ACTIVIDAD>
Transcribe de forma literal el tramo del texto sobre la protección solar comprendido entre "No hay excusas" y "solar de hoy.", ambos inclusive.

Verónica Linares: Arena y Sol
Verónica Linares: Arena y Sol



Paola me explicaba no sé qué sobre un trámite notarial que estaba haciendo y, aunque intentaba concentrarme en su monólogo, el color rojizo de sus pómulos me distraía. Me preguntaba si acaso era una reacción alérgica a la nueva crema antiarrugas que está usando o tal vez almorzó mariscos, pero luego de unos segundos reconocí esas típicas pecas marrones sobre una piel insolada.

Entonces, tuve un flashback y retrocedí a mis veranos de los 90 cuando andaba en la orilla del mar –como perro vagabundo– sin protección solar. Cómo disfrutábamos vernos chaposas y con la nariz de Rodolfo, el reno, luego de un día de playa. Nos pelábamos y corríamos otra vez a sancocharnos la cara bajo el sol. Nos sentíamos regias, súper ‘in’, pero ahora, en pleno siglo XXI, y con toda la información sobre los huecos en la capa de ozono y el cáncer de piel, estar con insolación es sinónimo de ignorancia. Así es que interrumpí a Paola y le llamé la atención.

No hay excusas para dejar de ponerse bloqueador en la cara todos los días, sobre todo quienes tenemos más de 30 años de edad, porque en nuestra niñez y adolescencia no estaba extendido el uso de protección solar y, aunque no lo crean, nuestra piel recuerda perfectamente esas achicharradas de los 90, tiene memoria. Ese núcleo de células que se dañó hace décadas,y de manera irreparable, no tiene cómo protegerse ante la radiación solar de hoy.

INFORMACIÓN PROPORCIONADA>

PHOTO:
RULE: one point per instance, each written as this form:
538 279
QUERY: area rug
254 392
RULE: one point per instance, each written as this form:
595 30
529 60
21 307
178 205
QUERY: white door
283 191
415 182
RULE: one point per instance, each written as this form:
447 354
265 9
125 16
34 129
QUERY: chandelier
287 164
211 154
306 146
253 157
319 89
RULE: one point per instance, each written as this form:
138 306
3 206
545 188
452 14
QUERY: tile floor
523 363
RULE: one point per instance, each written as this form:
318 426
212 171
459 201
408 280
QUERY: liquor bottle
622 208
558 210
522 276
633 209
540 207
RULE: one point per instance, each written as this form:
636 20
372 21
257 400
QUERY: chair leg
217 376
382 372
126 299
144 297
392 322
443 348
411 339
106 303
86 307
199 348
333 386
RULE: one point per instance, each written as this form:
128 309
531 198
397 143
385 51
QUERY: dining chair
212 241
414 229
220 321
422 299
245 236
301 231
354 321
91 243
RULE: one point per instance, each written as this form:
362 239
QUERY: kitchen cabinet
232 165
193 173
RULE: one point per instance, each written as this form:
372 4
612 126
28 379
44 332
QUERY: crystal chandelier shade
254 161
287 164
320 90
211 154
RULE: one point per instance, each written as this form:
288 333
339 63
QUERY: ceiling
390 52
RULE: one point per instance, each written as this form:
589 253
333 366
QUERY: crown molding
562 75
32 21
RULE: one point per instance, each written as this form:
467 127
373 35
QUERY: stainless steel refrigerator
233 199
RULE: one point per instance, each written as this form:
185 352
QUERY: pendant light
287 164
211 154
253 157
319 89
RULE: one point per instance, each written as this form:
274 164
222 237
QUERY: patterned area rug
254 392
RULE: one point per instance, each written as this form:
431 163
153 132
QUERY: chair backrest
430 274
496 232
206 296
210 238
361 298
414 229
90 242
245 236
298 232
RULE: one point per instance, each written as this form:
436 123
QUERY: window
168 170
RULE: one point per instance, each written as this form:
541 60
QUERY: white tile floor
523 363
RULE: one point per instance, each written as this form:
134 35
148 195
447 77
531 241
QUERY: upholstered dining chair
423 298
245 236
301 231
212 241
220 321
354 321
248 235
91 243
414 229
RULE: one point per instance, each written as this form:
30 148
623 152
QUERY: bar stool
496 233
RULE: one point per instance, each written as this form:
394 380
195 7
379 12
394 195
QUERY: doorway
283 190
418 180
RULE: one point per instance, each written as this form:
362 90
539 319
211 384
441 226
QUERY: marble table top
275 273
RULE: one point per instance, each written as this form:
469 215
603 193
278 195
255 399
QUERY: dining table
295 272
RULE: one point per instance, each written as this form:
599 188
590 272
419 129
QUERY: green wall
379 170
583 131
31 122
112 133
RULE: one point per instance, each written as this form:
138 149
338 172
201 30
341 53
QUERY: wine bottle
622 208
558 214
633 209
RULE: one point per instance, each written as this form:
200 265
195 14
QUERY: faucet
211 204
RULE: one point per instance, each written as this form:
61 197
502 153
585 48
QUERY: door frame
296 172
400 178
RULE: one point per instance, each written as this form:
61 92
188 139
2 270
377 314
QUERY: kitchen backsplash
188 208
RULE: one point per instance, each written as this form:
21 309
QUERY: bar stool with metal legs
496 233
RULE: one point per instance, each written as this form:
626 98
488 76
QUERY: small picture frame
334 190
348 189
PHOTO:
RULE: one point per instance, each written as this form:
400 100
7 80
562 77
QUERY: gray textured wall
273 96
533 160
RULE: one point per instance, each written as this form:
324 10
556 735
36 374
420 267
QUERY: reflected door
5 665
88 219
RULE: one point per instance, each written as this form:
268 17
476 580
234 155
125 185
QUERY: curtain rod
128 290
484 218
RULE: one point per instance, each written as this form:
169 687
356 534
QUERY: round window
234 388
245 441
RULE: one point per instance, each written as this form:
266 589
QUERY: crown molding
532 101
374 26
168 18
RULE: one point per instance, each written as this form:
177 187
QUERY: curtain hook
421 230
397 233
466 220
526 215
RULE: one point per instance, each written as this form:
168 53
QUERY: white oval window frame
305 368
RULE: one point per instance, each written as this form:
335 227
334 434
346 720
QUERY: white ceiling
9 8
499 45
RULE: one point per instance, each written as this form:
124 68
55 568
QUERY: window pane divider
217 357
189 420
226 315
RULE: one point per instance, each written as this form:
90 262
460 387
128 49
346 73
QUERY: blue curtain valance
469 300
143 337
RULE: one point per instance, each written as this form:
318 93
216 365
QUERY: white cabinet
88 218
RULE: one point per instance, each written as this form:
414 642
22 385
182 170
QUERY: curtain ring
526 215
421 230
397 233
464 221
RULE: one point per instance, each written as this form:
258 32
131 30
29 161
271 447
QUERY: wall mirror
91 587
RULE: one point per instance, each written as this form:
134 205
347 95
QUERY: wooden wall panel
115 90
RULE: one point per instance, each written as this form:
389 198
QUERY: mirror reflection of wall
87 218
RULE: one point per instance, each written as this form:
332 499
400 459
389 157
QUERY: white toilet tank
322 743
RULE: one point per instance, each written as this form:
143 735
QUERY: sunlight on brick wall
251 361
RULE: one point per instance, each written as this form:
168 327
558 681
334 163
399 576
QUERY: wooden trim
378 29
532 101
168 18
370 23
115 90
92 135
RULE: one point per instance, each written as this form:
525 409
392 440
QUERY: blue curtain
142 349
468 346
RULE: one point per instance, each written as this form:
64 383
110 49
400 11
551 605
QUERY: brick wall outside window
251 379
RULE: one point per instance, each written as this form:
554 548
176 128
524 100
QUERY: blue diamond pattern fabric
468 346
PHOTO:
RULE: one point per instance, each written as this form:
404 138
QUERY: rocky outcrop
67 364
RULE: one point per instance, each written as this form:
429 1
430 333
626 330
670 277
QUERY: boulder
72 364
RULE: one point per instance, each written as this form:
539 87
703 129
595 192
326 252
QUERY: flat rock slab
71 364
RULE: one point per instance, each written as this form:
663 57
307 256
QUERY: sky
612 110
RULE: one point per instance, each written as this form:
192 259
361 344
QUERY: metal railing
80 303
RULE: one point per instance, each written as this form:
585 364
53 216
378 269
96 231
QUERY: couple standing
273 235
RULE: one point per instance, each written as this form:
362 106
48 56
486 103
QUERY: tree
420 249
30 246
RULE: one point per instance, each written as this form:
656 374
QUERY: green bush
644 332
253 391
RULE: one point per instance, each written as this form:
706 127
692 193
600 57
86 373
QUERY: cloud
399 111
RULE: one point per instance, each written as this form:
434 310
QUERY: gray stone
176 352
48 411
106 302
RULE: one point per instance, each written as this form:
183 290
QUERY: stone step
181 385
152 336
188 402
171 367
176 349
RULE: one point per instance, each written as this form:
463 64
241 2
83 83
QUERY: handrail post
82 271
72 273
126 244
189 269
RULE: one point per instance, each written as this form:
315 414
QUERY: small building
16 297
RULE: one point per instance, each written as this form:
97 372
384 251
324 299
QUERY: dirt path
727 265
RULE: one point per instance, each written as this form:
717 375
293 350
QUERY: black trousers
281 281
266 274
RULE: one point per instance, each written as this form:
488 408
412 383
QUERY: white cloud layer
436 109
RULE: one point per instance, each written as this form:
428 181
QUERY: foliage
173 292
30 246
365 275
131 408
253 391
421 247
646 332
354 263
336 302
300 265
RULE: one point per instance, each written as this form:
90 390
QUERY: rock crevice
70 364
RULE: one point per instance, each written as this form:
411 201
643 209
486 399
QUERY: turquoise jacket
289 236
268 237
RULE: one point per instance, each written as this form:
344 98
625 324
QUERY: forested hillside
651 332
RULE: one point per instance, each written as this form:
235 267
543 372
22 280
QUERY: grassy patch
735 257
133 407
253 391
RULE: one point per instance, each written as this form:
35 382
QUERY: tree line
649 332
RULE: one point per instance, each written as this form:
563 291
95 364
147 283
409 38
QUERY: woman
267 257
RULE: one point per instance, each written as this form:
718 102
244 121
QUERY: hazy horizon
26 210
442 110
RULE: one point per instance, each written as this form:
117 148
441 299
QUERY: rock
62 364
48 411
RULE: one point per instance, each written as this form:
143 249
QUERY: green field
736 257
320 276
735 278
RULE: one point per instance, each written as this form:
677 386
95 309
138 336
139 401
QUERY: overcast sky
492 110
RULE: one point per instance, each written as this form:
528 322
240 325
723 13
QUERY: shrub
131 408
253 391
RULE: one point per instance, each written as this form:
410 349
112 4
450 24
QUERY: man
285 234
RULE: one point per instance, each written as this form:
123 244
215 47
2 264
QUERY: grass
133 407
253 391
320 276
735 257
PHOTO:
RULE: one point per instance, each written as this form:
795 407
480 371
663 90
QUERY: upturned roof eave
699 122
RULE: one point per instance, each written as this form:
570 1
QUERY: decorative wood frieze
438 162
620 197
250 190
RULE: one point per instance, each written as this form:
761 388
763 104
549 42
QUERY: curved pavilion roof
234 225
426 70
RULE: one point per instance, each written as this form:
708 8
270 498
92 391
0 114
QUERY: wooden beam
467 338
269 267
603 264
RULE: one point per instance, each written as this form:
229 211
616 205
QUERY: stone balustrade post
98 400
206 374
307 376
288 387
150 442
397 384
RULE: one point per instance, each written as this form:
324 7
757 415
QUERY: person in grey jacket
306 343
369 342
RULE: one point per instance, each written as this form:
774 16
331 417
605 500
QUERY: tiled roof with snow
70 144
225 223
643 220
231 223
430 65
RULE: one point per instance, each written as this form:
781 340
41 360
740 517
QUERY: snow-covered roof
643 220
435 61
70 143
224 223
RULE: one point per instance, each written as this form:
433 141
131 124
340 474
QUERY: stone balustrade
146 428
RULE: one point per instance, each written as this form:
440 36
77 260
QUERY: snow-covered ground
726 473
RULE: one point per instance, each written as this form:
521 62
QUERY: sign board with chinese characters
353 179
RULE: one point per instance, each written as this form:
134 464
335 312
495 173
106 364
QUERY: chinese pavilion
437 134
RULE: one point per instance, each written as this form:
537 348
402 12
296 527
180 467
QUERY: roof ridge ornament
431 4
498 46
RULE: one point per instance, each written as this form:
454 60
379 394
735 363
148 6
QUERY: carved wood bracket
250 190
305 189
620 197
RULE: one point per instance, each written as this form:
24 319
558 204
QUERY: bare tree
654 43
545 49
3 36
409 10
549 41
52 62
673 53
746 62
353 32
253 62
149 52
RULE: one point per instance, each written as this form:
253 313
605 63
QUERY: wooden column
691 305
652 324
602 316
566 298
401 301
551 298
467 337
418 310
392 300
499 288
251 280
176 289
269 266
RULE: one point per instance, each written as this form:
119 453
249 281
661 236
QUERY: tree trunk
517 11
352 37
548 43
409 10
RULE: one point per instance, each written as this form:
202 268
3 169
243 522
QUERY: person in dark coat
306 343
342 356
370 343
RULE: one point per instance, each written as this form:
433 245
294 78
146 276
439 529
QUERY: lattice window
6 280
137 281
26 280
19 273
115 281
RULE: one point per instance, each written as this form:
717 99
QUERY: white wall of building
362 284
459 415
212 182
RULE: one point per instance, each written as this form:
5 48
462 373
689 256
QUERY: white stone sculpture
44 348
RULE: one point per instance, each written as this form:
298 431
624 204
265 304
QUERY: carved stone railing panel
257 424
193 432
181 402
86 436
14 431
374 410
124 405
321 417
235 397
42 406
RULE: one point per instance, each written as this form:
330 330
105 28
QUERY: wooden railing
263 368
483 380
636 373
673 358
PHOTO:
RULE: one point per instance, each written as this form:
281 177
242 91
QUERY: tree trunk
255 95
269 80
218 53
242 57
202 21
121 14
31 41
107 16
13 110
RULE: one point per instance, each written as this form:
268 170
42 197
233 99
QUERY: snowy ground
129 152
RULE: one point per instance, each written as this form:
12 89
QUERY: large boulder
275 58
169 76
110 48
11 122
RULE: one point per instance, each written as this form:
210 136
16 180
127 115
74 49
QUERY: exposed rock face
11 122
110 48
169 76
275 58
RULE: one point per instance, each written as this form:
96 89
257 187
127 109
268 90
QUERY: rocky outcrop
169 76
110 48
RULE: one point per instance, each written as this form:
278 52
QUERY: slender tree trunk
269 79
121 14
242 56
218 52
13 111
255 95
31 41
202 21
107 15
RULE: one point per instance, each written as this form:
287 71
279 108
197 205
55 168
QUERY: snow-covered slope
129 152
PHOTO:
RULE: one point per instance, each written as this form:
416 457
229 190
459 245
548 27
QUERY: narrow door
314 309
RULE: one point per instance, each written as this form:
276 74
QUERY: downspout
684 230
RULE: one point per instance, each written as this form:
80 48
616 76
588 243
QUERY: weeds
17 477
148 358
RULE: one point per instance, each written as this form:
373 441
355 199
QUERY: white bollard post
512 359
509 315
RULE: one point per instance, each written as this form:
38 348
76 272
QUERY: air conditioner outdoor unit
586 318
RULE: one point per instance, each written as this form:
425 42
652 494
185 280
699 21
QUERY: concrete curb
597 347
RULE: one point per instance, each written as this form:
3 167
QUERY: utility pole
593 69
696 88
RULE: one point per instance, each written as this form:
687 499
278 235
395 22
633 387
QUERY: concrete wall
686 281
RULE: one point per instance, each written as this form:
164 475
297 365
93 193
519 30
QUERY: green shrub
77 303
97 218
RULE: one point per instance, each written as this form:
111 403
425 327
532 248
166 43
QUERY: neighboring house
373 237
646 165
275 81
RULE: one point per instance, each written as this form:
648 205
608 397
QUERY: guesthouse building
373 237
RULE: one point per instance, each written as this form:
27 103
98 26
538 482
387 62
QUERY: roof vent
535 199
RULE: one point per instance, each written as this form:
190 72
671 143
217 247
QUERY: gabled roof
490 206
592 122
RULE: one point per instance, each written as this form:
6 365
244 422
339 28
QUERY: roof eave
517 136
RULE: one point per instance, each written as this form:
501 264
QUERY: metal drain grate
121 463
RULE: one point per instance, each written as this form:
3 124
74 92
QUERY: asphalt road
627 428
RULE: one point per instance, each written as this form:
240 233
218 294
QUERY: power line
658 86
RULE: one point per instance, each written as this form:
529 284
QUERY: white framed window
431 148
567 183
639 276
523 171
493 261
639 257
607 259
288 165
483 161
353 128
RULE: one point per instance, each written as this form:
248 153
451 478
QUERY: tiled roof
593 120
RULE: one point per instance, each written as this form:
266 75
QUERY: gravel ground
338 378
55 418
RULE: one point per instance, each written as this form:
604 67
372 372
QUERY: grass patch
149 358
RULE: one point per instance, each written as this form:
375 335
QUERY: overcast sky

SOLUCIÓN>
No hay excusas para dejar de ponerse bloqueador en la cara todos los días, sobre todo quienes tenemos más de 30 años de edad, porque en nuestra niñez y adolescencia no estaba extendido el uso de protección solar y, aunque no lo crean, nuestra piel recuerda perfectamente esas achicharradas de los 90, tiene memoria. Ese núcleo de células que se dañó hace décadas,y de manera irreparable, no tiene cómo protegerse ante la radiación solar de hoy.